» **Consegna A**
Traduca in inglese questa frase dell'estratto sul South Working: «Si è fatta strada così un’idea che ha preso il nome di South Working: restare dove si è nati o cresciuti e lavorare a distanza.»
» **Consegna B**
Ricopi dall'estratto sul South Working il passo compreso tra «Cosa succederebbe alla» e «relazioni tra persone.», estremi inclusi.
### Estratto del documento
Non sono certo arrivati con le valigie di cartone, ma con portafogli sufficienti a pagare affitti alti, università e master, e a sostenere uno stile di vita che a fine settimana, al netto di apericena e colazioni, lascia poco spazio alla fantasia.
Questo prima del Covid, naturalmente. Perché con il lockdown della scorsa primavera tanti di loro sono rimasti intrappolati nella città e appena possibile sono partiti per trascorrere a casa l’estate – sui monti, al mare, e in luoghi che così spesso fanno dell’Italia il regno della bellezza. Lo smart
working, come lo studio a distanza, rendevano a quel punto praticabile una via ibrida: lavorare senza trasferirsi in un’altra città, prendere tempo senza dover scegliere tra “casa e lavoro”.
Si è fatta strada così un’idea che ha preso il nome di South Working: restare dove si è nati o cresciuti e lavorare a distanza. È nato anche un movimento (www.southworking.org) che inquadra e sostiene una scelta di questo tipo in tutti suoi aspetti, compresa l’assistenza legale per contratti e accordi.
Cosa succederebbe alla metropoli da bere se improvvisamente tutte queste persone la svuotassero, non possiamo immaginarlo; resterà per tante di loro il desiderio di confrontarsi con quel contesto più multiculturale, più internazionale, sulla ricchezza dello scambio nell’incontrare altre persone. La formazione migliore resta, ancora, un’esperienza di incontro, sul lavoro, ma anche nelle relazioni tra persone.
Per le donne “uscire di casa” è stato un passaggio fondamentale per immaginare la propria autonomia in termini di professione o di relazioni e amicizie, e proprio Milano ha rappresentato per tante di loro l’occasione di una solida indipendenza, non solo economica. Perciò, ciascuno a casa sua, davanti al computer, non sarà alla lunga limitante?
######
### Dati forniti
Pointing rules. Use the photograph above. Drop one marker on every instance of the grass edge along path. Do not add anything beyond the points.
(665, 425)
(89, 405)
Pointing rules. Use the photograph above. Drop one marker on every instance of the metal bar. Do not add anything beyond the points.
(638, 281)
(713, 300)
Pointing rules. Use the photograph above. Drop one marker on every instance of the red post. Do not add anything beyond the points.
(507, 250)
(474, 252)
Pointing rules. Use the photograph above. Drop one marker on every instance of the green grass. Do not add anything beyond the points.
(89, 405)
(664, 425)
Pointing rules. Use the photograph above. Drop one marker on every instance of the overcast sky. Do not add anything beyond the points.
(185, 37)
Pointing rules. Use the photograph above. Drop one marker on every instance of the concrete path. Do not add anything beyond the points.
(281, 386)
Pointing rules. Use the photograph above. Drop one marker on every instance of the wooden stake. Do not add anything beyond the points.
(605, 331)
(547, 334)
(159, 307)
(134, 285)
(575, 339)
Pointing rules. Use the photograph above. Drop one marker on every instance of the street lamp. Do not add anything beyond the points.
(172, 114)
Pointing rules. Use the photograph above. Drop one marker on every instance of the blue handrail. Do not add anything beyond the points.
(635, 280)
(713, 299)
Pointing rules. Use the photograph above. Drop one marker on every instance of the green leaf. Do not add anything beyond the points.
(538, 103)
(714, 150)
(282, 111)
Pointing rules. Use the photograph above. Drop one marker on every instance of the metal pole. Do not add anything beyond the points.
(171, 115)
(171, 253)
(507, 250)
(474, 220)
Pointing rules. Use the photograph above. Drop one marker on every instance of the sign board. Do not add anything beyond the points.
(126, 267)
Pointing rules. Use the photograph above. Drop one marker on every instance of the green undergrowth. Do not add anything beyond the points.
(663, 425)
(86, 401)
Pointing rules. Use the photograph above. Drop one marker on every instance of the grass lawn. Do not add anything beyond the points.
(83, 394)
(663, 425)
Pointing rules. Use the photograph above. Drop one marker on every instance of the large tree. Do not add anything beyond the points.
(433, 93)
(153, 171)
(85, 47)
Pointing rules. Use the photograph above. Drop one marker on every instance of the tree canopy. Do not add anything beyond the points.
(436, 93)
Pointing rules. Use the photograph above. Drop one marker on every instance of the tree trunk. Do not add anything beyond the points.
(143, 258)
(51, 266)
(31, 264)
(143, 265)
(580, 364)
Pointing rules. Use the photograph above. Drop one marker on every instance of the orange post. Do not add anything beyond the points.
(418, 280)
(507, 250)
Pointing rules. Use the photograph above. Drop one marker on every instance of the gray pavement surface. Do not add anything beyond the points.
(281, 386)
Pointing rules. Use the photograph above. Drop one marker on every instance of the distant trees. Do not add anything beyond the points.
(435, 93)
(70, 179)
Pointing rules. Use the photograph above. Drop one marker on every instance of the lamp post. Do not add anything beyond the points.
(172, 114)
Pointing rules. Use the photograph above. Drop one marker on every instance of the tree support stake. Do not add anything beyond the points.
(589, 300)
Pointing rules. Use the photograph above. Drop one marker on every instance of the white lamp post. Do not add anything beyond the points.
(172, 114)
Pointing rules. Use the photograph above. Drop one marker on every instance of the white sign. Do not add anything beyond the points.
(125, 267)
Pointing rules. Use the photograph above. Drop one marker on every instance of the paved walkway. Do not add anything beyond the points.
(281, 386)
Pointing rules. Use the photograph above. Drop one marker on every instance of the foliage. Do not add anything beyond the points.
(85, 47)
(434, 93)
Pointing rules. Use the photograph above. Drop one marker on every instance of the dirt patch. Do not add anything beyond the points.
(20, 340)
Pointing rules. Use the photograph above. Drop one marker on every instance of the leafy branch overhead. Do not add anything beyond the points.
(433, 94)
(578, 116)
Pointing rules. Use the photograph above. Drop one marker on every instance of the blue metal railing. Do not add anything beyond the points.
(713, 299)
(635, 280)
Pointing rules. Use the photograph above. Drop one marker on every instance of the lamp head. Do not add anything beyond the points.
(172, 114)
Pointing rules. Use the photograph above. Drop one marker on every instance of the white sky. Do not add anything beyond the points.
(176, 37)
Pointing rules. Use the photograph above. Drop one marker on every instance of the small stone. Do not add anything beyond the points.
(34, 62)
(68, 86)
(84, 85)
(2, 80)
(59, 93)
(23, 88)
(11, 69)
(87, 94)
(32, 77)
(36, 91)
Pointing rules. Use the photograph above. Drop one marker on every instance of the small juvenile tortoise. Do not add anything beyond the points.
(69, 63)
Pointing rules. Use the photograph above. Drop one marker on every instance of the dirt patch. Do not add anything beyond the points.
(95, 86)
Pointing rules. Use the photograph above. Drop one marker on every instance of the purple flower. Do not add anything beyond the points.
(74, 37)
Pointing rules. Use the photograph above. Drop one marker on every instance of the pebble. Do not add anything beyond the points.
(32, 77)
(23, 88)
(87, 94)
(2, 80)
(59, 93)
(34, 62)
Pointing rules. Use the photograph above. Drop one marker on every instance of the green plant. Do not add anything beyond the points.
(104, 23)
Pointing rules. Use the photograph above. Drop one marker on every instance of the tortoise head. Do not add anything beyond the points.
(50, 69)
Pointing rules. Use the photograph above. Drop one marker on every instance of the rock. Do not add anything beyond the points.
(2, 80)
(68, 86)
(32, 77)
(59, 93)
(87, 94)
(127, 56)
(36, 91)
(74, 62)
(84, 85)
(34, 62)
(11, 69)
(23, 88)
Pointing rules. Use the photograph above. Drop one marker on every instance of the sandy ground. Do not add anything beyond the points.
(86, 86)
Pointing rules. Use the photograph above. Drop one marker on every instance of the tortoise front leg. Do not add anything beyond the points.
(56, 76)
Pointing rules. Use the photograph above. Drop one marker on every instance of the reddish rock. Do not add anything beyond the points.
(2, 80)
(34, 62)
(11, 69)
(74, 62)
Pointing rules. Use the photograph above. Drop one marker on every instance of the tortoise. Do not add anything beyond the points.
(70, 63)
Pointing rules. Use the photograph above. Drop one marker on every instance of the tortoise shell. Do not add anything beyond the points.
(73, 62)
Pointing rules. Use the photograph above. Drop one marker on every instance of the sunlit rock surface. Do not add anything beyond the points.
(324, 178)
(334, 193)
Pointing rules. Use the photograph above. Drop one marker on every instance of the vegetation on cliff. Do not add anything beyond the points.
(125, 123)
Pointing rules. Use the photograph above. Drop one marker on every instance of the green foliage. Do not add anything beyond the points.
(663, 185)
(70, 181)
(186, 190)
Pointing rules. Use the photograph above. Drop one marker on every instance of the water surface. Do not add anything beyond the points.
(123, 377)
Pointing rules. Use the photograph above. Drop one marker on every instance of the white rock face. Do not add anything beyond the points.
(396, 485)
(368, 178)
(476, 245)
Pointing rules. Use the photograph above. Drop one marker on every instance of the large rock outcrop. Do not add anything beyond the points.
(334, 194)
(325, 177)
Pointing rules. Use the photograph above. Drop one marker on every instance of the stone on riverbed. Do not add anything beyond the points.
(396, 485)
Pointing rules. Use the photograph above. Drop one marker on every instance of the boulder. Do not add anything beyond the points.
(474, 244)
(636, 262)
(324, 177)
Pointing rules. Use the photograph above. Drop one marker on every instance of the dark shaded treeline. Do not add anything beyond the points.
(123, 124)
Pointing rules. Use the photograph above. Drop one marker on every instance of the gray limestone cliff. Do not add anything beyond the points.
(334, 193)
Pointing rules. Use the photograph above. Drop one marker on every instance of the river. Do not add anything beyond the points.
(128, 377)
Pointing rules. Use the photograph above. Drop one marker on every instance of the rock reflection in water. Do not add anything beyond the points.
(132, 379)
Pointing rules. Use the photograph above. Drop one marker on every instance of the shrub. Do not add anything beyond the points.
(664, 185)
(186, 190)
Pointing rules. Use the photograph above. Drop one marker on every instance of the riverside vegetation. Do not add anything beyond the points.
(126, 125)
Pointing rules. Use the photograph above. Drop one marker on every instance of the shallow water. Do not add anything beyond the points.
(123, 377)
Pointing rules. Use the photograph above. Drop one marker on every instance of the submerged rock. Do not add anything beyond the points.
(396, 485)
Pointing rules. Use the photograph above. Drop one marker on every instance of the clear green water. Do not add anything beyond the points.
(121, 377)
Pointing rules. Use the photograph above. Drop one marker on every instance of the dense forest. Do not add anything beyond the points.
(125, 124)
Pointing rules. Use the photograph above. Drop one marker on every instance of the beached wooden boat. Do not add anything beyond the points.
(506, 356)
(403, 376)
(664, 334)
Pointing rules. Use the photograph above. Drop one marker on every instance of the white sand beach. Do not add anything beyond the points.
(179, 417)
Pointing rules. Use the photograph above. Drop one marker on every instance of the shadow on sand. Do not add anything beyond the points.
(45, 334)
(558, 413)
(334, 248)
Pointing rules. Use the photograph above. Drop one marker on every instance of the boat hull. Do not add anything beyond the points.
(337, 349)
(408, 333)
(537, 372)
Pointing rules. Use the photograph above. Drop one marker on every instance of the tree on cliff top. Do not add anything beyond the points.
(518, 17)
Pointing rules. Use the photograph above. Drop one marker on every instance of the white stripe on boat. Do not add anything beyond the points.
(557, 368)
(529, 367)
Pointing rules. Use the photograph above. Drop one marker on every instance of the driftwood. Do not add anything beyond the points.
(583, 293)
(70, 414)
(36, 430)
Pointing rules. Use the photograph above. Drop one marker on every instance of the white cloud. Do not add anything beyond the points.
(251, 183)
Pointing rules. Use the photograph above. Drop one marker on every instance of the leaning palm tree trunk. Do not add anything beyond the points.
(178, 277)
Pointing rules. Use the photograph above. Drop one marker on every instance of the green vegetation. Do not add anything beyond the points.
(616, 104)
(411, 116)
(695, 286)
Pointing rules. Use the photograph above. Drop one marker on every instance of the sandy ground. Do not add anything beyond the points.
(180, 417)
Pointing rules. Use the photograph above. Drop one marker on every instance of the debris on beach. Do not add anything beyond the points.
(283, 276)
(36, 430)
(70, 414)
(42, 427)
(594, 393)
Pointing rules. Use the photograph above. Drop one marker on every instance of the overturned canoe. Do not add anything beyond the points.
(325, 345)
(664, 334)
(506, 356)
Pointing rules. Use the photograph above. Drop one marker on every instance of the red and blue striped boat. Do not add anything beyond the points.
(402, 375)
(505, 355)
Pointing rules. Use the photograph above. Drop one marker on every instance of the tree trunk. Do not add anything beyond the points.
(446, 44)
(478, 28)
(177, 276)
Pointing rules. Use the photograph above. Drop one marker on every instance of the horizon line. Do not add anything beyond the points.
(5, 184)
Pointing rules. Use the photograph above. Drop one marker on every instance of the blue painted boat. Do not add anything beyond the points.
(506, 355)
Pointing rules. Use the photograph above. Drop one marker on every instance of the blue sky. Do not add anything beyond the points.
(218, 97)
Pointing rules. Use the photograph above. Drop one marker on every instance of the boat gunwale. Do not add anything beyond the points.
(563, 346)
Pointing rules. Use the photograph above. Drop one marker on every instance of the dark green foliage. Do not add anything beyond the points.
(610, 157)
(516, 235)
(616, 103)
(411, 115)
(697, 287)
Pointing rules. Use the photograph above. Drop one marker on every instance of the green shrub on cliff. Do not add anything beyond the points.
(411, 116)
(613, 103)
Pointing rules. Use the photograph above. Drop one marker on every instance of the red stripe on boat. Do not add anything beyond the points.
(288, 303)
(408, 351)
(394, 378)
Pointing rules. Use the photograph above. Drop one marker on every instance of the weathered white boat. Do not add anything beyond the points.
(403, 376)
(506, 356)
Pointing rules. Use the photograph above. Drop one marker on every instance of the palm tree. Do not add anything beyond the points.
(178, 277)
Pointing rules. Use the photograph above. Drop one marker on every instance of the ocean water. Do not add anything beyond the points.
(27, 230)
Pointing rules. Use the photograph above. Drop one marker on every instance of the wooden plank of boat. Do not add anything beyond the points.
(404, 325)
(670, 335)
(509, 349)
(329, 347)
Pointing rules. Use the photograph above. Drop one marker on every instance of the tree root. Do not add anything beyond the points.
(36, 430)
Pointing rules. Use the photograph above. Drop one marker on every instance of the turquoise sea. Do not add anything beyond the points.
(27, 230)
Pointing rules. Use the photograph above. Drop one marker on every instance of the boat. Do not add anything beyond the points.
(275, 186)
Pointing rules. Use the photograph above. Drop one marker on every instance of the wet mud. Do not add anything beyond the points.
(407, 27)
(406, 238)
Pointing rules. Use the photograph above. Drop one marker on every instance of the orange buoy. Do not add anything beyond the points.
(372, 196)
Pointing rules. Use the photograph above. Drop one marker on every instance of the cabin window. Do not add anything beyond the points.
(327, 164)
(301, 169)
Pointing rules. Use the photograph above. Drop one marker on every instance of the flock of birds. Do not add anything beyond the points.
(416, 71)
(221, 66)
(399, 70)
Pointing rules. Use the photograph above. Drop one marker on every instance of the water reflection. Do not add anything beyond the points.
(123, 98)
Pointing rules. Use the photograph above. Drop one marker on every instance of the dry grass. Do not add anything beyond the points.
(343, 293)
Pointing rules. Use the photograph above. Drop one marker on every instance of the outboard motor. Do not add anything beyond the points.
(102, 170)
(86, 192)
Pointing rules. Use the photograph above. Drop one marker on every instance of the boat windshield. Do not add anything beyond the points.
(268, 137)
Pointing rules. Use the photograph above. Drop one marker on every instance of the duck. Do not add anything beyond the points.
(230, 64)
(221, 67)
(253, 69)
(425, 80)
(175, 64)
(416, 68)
######
» **Soluzione A**
This is how an idea that took the name South Working gained ground: staying where one was born or grew up and working remotely.

» **Soluzione B**
Cosa succederebbe alla metropoli da bere se improvvisamente tutte queste persone la svuotassero, non possiamo immaginarlo; resterà per tante di loro il desiderio di confrontarsi con quel contesto più multiculturale, più internazionale, sulla ricchezza dello scambio nell’incontrare altre persone. La formazione migliore resta, ancora, un’esperienza di incontro, sul lavoro, ma anche nelle relazioni tra persone.